**Given task A:**
Answer these questions from the passage on moving Iowa's capital, marking each answer like its question:
(i) Who offered to donate land for a capital site at Pella?
(ii) Which town did the select committee find had a majority of the petitioners in its favor?
(iii) Where did a large majority of the petitioners ask that the capital be located, according to the committee on public buildings?
**Given task B:** Please reproduce word for word everything in the passage on moving Iowa's capital from "Your committee are of the" down to "injustice to individuals.".

**Document text:**
The Hollanders at Pella were particularly anxious to win the capital of the State for their town. Henry P. Scholte, one of the leaders in the colony, offered to donate land sufficient for a site. The committee on federal relations, to which his memorial was referred, reported in the following reassuring words: "We are of the opinion, that the petitioner has no reason to fear that Pella will be overlooked or in anywise neglected, whenever the legislature may deem it necessary to relocate the seat of government, from the fact that a majority of the citizens of that place were from Holland, we make no distinction between our own native citizens and those of any foreign country".43
p80 Two bills — one locating the permanent capital at Fort Des Moines and the other at Pella — were introduced in the House of Representatives during the Third General Assembly in 1850‑1851. They were referred to a select committee which reported as follows:
The select committee to whom was referred H. R. file No. 128, a bill for "an act to locate the seat of government of the state of Iowa at Fort Des Moines;" and H. R. file No. 161, a bill for "an act to provide for the location of the permanent seat of government of the state of Iowa at Pella," together with sundry petitions upon the same subject, report that they find that Fort Des Moines has a majority of the petitioners in its favor for the future seat of government over all other places petitioned for.
Your committee taking into consideration the probable increase of population in the western portion of the state, are of opinion that the seat of government cannot in justice to that portion of the state remain but a few years at Iowa City.
Your committee entertain no doubt that when the seat of government is removed that it will be re-located at the town of Fort Des Moines.
Your committee are of opinion that the time for said removal as fixed in H. R. file No. 128 is just and equitable, and that the seat of government ought to be removed at that time.
Your committee therefore recommend the passage of H. R. file No. 128, and that H. R. file No. 161 be indefinitely postponed.
One Representative thought the matter ought to be decided by a vote of the people at the next general election, but the majority of the members were of another mind. The bill to remove the capital to Fort Des Moines being under consideration, Cedar Falls, Pella, and Davenport were offered as substitutes to no avail; and finally the bill was dropped. A bill of the same character was introduced in the Senate, but never came to a vote.44
The whole situation was well summarized by the committee p81on public buildings in the House of Representatives which reported as follows:
The first thing that your committee considered with reference to the prayer of your petitioners was, should the capital be removed at all, from Iowa City? To this proposition there are many weighty objections, some of which it may be necessary to notice in this report.
Your committee are of the opinion that removing the capital of a state is of too much importance to be acted upon without due consideration, and weighing well the consequences to the state and the justice and injustice to individuals.
To remove the capital before public opinion has settled upon the site of the future seat of government would not have the effect of allaying public excitement on that subject but on the contrary would increase it. Although a large majority of the petitioners ask that the capital be located at Oskaloosa, yet to grant their prayer would only increase petitions from other quarters for the simple reason that public opinion has not settled upon any place in preference to all others. This should cause us to pause. There is too much at stake to act hastily.
But there are reasons of a pecuniary character which ought to have their due influence in controlling the vote of the general assembly on this important question.

**Record set:**
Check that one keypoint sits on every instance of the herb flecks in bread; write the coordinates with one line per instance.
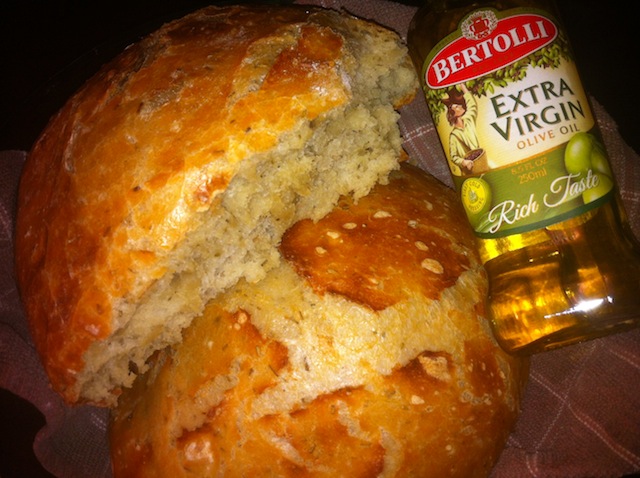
(174, 172)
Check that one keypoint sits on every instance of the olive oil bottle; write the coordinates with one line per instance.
(531, 169)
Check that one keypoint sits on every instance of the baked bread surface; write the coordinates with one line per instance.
(174, 171)
(365, 353)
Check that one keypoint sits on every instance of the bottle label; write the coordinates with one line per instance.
(515, 122)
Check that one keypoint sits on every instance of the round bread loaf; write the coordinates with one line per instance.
(365, 353)
(175, 170)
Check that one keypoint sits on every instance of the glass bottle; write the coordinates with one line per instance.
(528, 161)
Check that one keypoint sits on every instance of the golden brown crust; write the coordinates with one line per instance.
(297, 377)
(341, 253)
(124, 173)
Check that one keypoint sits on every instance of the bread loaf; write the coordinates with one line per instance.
(365, 353)
(174, 171)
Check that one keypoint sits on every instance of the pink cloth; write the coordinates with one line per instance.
(581, 411)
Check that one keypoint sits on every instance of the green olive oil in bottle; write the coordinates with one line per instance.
(529, 164)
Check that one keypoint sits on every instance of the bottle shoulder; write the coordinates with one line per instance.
(438, 18)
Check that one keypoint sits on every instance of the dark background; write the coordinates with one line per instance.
(48, 48)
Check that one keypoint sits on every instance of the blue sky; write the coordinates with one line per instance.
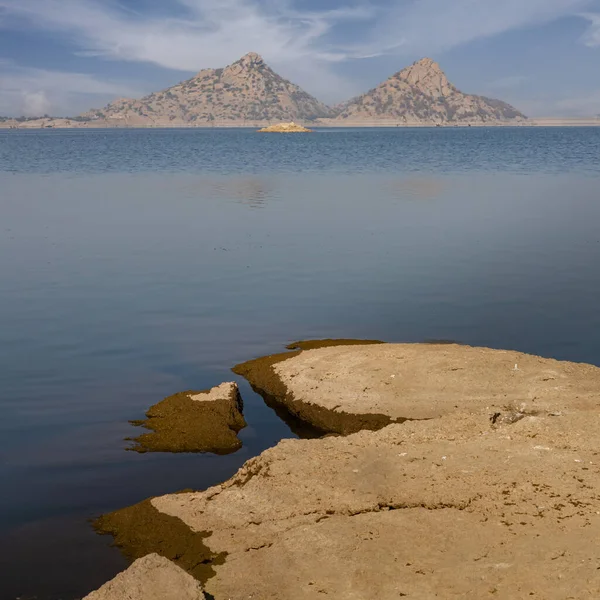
(65, 56)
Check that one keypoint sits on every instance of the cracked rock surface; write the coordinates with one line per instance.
(471, 503)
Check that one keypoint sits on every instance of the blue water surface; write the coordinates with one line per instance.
(138, 263)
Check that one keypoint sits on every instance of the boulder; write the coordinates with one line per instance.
(205, 421)
(347, 388)
(150, 578)
(495, 495)
(285, 128)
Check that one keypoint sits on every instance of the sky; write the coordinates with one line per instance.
(62, 57)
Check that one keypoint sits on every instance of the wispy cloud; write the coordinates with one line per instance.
(591, 37)
(508, 82)
(34, 92)
(303, 44)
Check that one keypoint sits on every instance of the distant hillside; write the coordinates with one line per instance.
(422, 93)
(247, 90)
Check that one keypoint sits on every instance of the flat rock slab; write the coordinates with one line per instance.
(458, 506)
(150, 578)
(194, 422)
(344, 389)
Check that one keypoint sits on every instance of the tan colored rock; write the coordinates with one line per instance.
(464, 505)
(285, 128)
(422, 93)
(344, 389)
(150, 578)
(244, 92)
(194, 422)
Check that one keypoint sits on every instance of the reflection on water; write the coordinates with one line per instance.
(252, 191)
(417, 188)
(119, 289)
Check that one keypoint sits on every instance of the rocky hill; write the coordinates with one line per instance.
(422, 93)
(246, 91)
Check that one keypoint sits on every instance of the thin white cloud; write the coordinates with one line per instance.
(433, 26)
(507, 83)
(34, 92)
(303, 45)
(591, 37)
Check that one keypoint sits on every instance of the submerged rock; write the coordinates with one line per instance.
(285, 128)
(150, 578)
(460, 504)
(194, 422)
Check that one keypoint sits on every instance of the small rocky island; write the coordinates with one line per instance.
(285, 128)
(444, 471)
(205, 421)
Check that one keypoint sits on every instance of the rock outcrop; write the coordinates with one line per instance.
(344, 389)
(247, 91)
(486, 496)
(194, 422)
(421, 94)
(150, 578)
(285, 128)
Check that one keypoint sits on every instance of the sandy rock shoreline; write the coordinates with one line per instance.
(495, 495)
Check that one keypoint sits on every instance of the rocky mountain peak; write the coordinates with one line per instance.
(427, 76)
(246, 91)
(421, 93)
(250, 60)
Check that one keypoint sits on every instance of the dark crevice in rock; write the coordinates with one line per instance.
(180, 424)
(321, 421)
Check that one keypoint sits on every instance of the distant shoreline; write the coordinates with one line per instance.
(319, 124)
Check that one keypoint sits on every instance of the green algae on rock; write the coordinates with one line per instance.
(152, 577)
(263, 378)
(205, 421)
(141, 529)
(438, 506)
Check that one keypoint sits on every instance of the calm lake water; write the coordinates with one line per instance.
(136, 264)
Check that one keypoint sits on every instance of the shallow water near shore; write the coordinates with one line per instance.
(136, 264)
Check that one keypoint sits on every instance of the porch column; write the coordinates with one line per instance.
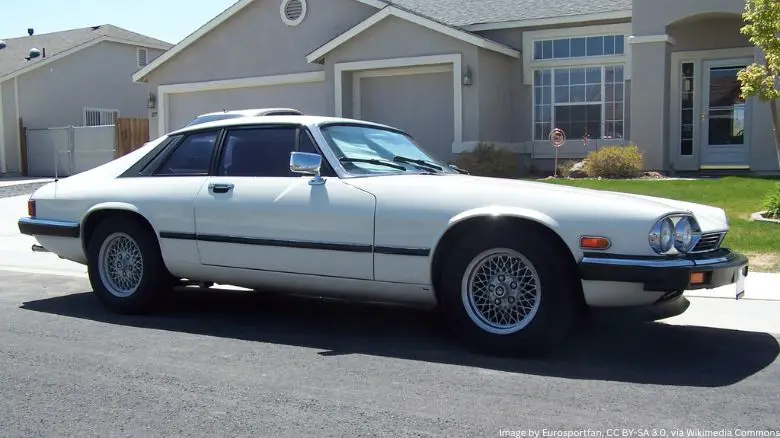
(650, 98)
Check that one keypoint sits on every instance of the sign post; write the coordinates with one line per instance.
(557, 138)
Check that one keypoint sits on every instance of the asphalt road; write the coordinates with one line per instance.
(241, 364)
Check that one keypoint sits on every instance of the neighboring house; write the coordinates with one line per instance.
(657, 73)
(80, 77)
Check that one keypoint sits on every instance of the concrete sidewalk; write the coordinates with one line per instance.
(22, 180)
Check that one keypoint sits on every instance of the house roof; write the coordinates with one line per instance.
(394, 11)
(57, 44)
(459, 13)
(455, 15)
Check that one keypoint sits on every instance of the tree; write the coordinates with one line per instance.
(762, 18)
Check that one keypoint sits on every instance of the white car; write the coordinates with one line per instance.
(236, 114)
(351, 209)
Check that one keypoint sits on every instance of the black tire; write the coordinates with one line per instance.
(154, 281)
(557, 302)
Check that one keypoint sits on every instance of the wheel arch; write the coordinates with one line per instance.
(100, 212)
(470, 221)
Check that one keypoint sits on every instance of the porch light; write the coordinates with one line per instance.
(467, 76)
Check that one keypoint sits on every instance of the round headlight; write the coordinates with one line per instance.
(661, 237)
(683, 235)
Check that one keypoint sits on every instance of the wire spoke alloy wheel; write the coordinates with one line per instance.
(121, 265)
(501, 291)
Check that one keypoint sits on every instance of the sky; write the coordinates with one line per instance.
(168, 20)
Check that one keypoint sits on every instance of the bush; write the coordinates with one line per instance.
(564, 168)
(615, 162)
(771, 205)
(490, 160)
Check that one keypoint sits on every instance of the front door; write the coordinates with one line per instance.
(255, 214)
(725, 117)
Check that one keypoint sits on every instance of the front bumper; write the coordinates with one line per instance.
(664, 274)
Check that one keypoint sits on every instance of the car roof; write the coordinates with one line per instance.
(251, 111)
(284, 119)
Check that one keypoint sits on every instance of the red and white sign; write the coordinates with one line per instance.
(557, 138)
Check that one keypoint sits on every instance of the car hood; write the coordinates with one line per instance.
(563, 203)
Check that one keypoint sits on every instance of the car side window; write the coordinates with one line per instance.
(192, 157)
(258, 152)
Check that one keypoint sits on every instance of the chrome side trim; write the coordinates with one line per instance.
(49, 222)
(663, 263)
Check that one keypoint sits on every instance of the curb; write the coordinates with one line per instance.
(759, 217)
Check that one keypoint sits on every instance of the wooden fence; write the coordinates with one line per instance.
(131, 134)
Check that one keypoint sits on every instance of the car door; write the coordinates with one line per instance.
(256, 214)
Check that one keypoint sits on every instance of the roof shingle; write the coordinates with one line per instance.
(13, 56)
(459, 13)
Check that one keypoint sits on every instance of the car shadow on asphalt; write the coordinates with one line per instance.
(652, 353)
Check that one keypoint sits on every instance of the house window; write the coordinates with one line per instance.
(579, 47)
(580, 101)
(143, 57)
(686, 108)
(100, 117)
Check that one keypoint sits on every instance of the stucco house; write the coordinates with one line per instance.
(78, 77)
(657, 73)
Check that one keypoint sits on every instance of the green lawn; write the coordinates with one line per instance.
(739, 196)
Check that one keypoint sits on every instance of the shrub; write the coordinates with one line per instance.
(564, 167)
(771, 204)
(490, 160)
(615, 162)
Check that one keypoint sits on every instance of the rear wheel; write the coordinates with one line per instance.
(508, 294)
(126, 269)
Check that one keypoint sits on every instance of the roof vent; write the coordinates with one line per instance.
(293, 11)
(34, 53)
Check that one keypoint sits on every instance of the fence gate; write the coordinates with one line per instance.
(68, 150)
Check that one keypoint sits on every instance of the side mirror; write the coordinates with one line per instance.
(458, 169)
(304, 162)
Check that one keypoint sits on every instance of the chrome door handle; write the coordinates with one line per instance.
(220, 187)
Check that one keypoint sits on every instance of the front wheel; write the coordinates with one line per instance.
(508, 293)
(126, 269)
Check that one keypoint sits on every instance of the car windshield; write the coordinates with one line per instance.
(213, 118)
(368, 150)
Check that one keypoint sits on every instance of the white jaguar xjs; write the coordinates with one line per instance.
(357, 210)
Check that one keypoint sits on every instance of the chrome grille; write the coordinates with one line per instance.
(709, 242)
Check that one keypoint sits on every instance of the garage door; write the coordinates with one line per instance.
(420, 104)
(310, 98)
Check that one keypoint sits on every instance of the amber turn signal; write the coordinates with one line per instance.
(31, 208)
(697, 278)
(587, 242)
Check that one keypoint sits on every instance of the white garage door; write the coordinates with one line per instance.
(310, 98)
(420, 104)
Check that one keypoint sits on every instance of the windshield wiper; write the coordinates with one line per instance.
(372, 161)
(428, 164)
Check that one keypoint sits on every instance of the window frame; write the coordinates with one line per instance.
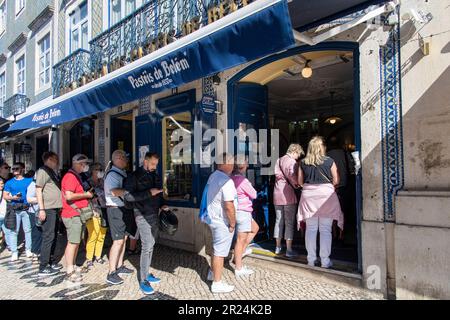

**Correct response A:**
(i) Henry P. Scholte
(ii) Fort Des Moines
(iii) Oskaloosa

**Correct response B:**
Your committee are of the opinion that removing the capital of a state is of too much importance to be acted upon without due consideration, and weighing well the consequences to the state and the justice and injustice to individuals.